▶ [Exercise input]

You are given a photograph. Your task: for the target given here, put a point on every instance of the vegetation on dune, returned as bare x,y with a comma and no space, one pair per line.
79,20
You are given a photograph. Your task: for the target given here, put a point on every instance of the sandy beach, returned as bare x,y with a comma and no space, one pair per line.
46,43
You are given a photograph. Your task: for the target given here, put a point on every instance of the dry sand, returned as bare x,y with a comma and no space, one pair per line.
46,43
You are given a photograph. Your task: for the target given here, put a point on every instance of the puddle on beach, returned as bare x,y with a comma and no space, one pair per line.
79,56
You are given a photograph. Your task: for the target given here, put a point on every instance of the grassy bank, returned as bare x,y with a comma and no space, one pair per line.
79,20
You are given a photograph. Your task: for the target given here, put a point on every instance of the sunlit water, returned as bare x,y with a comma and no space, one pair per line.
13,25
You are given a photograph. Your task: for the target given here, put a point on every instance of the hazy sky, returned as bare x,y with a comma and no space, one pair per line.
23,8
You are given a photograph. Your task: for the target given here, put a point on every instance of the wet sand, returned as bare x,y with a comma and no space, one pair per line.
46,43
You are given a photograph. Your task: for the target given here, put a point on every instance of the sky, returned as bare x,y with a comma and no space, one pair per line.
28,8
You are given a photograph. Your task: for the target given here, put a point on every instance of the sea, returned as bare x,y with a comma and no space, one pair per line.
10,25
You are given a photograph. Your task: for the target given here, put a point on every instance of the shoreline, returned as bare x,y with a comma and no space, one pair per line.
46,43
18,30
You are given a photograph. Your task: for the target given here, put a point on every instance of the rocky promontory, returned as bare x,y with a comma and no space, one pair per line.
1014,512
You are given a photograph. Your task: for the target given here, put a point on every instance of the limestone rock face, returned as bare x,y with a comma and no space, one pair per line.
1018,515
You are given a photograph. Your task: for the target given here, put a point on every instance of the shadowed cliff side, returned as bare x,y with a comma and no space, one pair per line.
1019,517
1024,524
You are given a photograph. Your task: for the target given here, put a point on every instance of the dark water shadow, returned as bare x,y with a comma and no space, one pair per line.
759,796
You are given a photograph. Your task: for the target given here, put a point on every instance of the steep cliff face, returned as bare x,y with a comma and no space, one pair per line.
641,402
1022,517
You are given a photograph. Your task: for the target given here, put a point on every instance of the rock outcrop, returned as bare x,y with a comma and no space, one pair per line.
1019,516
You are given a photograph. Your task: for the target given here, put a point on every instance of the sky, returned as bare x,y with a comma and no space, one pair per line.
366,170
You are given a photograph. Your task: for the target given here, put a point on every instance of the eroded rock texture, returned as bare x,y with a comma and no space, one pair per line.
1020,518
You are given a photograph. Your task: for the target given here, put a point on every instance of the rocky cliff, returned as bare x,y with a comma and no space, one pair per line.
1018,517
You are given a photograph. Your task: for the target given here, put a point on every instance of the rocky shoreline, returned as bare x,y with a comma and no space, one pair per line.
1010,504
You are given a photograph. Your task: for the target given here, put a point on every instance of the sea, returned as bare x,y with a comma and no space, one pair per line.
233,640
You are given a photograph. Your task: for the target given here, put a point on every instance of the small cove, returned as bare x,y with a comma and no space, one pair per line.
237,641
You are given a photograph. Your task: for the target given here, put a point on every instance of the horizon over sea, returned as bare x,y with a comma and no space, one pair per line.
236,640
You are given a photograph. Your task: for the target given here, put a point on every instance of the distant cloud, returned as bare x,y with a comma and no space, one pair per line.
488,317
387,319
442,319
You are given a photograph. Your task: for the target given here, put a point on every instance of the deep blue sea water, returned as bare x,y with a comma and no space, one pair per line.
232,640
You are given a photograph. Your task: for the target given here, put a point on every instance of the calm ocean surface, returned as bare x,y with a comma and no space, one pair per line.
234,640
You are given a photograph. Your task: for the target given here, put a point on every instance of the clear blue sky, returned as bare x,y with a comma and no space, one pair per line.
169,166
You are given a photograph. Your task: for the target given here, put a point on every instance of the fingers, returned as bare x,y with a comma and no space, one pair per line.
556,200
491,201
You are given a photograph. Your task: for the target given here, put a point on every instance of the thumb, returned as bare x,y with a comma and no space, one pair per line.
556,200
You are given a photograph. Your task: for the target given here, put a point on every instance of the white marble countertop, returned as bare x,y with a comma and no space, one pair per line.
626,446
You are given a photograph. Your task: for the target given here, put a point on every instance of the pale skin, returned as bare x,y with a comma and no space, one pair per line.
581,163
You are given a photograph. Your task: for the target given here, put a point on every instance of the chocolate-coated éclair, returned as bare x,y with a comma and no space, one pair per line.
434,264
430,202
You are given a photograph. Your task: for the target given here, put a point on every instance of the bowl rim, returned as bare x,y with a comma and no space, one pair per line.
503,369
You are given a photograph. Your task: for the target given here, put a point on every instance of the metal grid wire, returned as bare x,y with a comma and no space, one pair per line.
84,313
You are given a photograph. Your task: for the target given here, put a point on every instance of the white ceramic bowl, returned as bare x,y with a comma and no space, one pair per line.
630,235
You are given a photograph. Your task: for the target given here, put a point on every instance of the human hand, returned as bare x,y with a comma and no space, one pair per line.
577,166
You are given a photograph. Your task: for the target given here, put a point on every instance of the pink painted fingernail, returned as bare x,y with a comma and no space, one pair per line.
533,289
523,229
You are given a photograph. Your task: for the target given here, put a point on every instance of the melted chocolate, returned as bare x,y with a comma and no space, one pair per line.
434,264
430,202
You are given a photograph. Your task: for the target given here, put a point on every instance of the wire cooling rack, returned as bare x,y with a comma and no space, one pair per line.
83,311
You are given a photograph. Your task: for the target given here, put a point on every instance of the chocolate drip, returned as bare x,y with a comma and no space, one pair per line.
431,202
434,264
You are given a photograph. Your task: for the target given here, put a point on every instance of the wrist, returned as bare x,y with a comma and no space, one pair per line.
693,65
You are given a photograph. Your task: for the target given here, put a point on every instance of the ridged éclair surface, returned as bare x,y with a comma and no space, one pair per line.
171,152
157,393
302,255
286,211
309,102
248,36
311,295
---
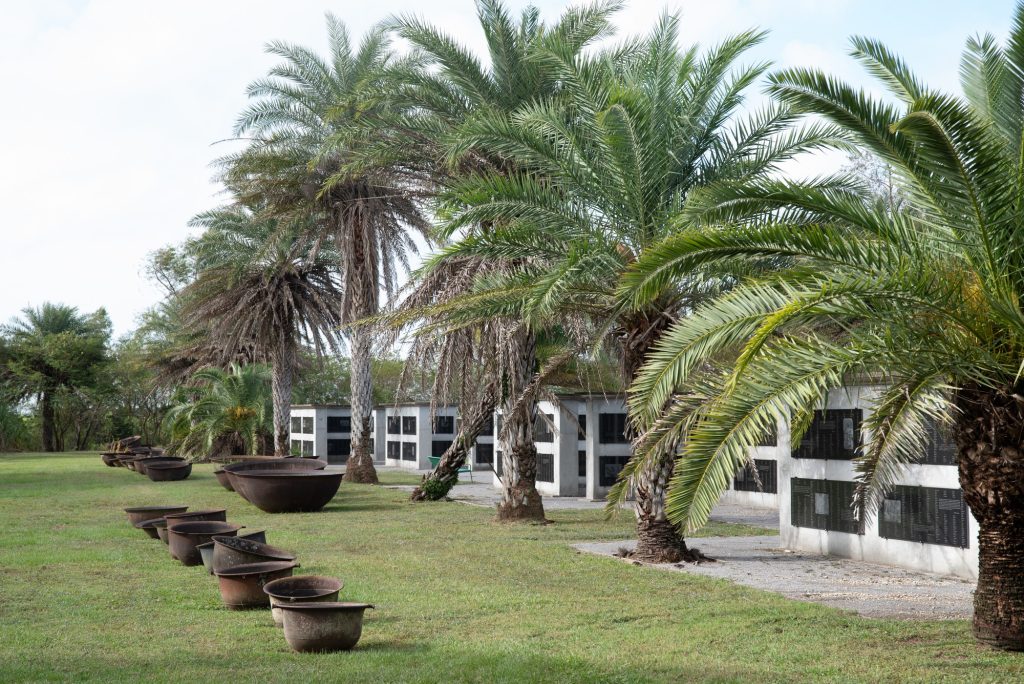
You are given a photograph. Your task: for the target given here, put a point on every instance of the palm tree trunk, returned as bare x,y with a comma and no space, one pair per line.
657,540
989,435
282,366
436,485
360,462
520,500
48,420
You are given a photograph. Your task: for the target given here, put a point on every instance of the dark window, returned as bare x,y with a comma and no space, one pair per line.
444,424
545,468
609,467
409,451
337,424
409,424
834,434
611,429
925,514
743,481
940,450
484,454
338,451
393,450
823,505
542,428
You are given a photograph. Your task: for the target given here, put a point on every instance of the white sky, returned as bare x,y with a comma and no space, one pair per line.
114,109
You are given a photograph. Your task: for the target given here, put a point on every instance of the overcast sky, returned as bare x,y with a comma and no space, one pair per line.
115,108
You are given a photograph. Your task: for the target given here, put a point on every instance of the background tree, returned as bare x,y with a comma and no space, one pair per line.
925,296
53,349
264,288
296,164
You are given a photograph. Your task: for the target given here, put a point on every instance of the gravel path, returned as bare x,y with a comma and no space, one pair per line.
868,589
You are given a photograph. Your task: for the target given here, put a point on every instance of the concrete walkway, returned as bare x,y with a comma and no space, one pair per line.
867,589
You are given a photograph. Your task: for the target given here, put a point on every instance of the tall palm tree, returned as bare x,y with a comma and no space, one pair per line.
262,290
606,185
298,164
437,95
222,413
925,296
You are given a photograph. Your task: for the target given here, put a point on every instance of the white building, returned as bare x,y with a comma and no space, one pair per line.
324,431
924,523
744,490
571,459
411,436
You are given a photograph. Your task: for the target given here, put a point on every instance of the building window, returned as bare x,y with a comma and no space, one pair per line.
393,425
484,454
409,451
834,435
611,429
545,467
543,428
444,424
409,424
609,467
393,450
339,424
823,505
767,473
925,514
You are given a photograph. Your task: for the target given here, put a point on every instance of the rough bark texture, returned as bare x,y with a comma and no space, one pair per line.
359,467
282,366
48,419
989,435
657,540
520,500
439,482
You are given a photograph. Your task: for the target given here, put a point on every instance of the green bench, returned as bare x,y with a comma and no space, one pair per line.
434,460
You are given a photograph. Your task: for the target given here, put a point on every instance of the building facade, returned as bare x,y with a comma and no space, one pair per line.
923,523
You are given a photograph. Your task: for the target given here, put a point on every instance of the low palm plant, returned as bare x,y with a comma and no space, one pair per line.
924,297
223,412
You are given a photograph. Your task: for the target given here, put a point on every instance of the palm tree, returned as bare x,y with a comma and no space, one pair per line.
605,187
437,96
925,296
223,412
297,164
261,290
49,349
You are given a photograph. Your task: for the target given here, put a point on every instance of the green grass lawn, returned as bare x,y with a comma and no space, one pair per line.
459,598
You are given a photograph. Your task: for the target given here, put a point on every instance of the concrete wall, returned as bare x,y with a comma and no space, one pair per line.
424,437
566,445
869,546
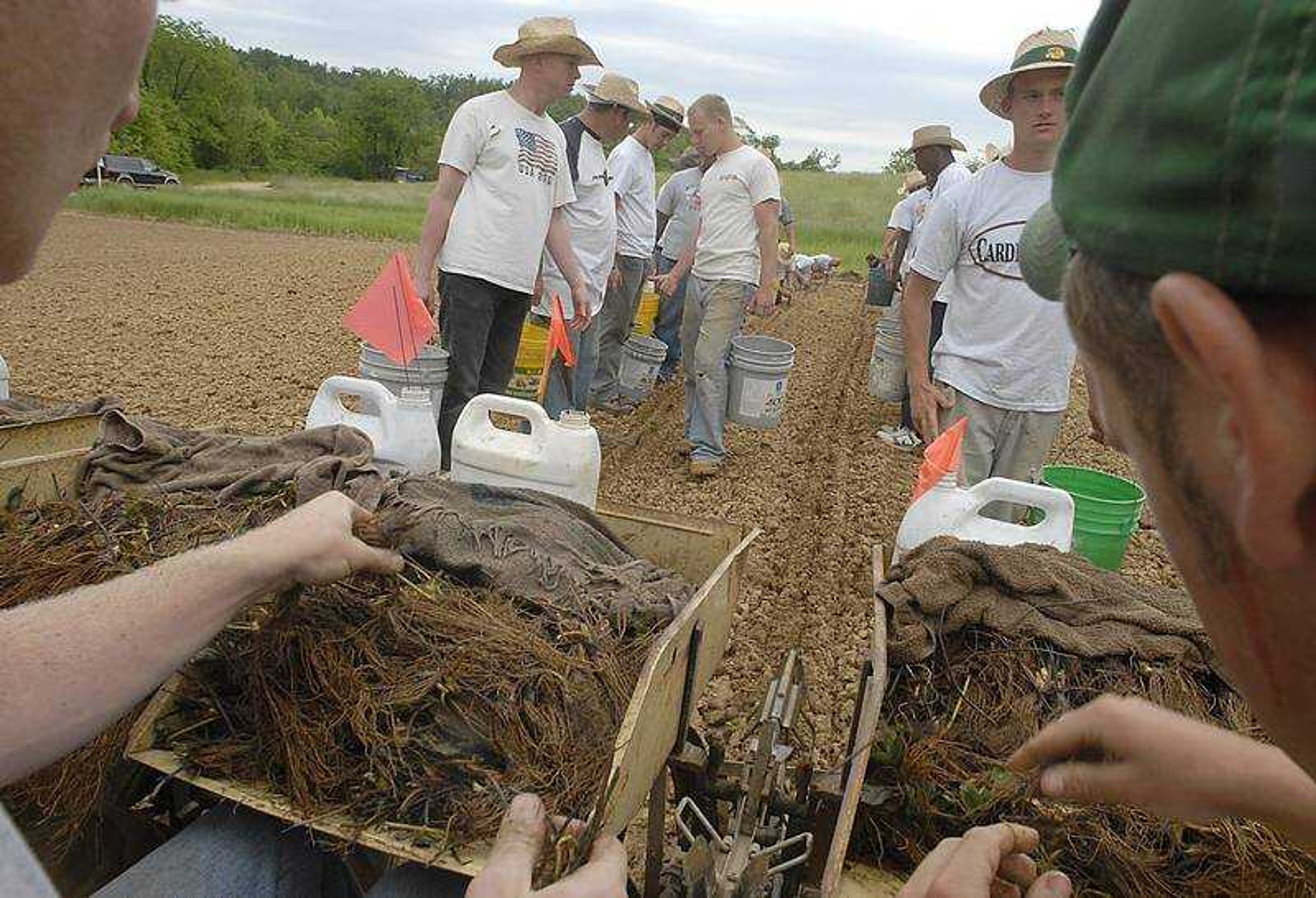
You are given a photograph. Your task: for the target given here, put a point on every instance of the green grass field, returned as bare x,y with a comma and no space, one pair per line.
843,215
...
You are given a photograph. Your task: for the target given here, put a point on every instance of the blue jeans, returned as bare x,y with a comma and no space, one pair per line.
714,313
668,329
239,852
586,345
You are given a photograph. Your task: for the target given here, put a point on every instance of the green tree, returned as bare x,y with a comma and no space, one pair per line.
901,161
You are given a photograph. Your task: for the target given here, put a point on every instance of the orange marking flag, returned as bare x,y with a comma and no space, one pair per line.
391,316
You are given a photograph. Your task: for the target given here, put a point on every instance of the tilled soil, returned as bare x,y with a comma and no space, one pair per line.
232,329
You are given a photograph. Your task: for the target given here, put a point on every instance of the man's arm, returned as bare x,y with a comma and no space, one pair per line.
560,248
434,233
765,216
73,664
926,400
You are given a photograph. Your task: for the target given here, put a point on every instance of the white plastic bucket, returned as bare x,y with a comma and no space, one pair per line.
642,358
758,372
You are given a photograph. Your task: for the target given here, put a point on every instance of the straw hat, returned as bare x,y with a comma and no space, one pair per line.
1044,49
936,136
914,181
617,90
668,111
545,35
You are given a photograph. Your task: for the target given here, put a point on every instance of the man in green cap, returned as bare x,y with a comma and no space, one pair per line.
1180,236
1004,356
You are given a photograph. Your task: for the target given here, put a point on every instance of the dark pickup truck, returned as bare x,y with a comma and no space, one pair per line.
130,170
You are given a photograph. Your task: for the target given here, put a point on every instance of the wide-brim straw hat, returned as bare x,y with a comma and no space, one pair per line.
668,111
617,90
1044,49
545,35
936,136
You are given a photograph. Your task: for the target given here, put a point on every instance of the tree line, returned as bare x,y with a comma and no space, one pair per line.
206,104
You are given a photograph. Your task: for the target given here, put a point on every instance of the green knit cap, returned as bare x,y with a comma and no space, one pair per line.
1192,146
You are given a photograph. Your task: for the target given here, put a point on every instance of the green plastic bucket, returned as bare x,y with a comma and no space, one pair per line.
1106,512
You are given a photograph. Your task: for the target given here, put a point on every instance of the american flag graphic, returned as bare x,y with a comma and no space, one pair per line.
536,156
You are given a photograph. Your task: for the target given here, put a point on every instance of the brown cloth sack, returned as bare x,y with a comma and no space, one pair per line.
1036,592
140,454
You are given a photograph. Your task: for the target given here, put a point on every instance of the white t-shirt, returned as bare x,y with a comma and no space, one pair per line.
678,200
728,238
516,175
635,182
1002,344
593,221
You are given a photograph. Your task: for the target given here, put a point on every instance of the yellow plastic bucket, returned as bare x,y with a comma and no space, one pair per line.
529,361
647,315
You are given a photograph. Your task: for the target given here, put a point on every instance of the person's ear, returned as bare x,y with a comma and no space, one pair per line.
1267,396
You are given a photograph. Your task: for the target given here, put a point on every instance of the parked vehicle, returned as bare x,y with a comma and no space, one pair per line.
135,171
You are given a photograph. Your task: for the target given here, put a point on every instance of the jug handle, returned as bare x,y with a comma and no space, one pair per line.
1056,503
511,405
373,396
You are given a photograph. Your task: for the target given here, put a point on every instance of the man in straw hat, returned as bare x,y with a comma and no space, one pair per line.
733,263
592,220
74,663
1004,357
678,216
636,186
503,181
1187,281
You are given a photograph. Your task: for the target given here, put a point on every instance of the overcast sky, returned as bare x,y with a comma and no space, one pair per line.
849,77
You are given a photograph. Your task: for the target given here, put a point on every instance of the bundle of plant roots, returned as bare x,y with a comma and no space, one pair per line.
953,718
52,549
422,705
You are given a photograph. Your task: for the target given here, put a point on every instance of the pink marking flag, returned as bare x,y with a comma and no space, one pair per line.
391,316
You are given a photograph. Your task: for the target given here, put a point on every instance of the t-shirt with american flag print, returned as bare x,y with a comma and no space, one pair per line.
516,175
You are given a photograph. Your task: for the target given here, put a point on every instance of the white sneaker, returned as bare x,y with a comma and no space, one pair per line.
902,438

▶ [Exercise prompt]
Please state how many lines in the listing above contain the string "flag", matching case exactly, and reply with only the number.

▶ [Task output]
4